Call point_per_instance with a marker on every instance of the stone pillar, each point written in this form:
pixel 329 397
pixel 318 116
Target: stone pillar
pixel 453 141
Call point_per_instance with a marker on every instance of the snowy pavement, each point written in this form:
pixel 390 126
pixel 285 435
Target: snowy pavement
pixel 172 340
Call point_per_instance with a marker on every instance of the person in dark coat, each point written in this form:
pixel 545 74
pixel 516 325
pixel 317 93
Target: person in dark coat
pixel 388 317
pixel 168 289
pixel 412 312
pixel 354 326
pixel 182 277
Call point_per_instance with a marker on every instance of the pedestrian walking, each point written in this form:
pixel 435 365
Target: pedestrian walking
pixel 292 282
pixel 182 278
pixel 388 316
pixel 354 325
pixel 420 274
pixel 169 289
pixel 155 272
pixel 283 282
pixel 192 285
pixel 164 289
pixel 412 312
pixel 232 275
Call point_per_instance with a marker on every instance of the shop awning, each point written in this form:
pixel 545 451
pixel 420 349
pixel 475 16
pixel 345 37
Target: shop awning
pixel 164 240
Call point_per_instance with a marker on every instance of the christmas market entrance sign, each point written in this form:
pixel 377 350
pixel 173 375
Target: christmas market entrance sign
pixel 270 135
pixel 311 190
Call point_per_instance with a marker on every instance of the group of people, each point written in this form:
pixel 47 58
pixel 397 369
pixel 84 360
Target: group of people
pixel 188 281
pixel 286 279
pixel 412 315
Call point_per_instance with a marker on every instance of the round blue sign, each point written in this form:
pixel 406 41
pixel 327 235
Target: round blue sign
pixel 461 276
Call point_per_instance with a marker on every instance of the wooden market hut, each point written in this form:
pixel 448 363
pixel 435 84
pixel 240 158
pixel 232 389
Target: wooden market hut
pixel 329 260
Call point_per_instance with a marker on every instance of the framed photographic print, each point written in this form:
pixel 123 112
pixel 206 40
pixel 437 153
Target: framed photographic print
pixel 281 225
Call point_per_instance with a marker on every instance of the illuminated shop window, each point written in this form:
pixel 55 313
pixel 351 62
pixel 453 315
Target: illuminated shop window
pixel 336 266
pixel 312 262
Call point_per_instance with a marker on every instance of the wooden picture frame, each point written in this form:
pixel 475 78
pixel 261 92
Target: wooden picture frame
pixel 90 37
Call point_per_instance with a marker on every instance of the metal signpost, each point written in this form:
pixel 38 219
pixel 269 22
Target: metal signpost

# [Requirement]
Once you have read the entries, write them all out again exactly.

# [Answer to this exercise]
Call point_per_instance with a marker on every instance of the stone pillar, each point written in this form:
pixel 329 397
pixel 318 116
Target: stone pillar
pixel 453 141
Call point_per_instance with a marker on every instance of the snowy pavement, each point written in this form:
pixel 390 126
pixel 285 435
Target: snowy pavement
pixel 172 340
Call point_per_instance with a marker on every instance of the person in dark coat, each point written in this form:
pixel 545 74
pixel 516 325
pixel 317 93
Target: person in dark coat
pixel 388 317
pixel 168 289
pixel 412 312
pixel 354 326
pixel 182 277
Call point_per_instance with a marker on every instance of the pedestrian walking, each point written in this form:
pixel 435 365
Target: pedestrian walking
pixel 292 282
pixel 182 278
pixel 388 316
pixel 354 325
pixel 420 274
pixel 169 289
pixel 155 272
pixel 283 282
pixel 192 285
pixel 164 289
pixel 412 312
pixel 232 275
Call point_per_instance with a marker on every instance of the shop awning, each point written in this form:
pixel 545 451
pixel 420 349
pixel 475 16
pixel 345 37
Target: shop awning
pixel 164 240
Call point_per_instance with a marker on every instance of the christmas market entrance sign, each point written in this form:
pixel 377 350
pixel 173 375
Target: christmas market entrance sign
pixel 270 135
pixel 311 190
Call point_per_instance with a marker on every instance of the group of people, each point written in this form:
pixel 47 58
pixel 397 369
pixel 84 360
Target: group of people
pixel 188 281
pixel 286 279
pixel 412 315
Call point_per_instance with a marker on every instance of the round blue sign, each point written in this form:
pixel 406 41
pixel 327 235
Target: round blue sign
pixel 461 276
Call point_per_instance with a marker on every instance of the wooden market hut, each point written in this form:
pixel 448 363
pixel 435 84
pixel 240 158
pixel 232 389
Target: wooden market hut
pixel 329 260
Call point_per_instance with a marker on every instance of the framed photographic print, each point written in this form:
pixel 123 112
pixel 206 40
pixel 437 153
Target: framed photographic print
pixel 281 225
Call point_per_instance with a marker on every instance of the illuminated shop window, each point written in this form:
pixel 55 313
pixel 351 62
pixel 453 315
Target: illuminated shop window
pixel 336 266
pixel 312 262
Call point_per_instance with a marker on every instance of the wooden picture frame, each point written in this form:
pixel 475 78
pixel 261 92
Target: wooden picture frame
pixel 90 37
Call point_per_instance with a marker on every instance of the metal signpost, each point written in this form:
pixel 38 219
pixel 269 22
Target: metal signpost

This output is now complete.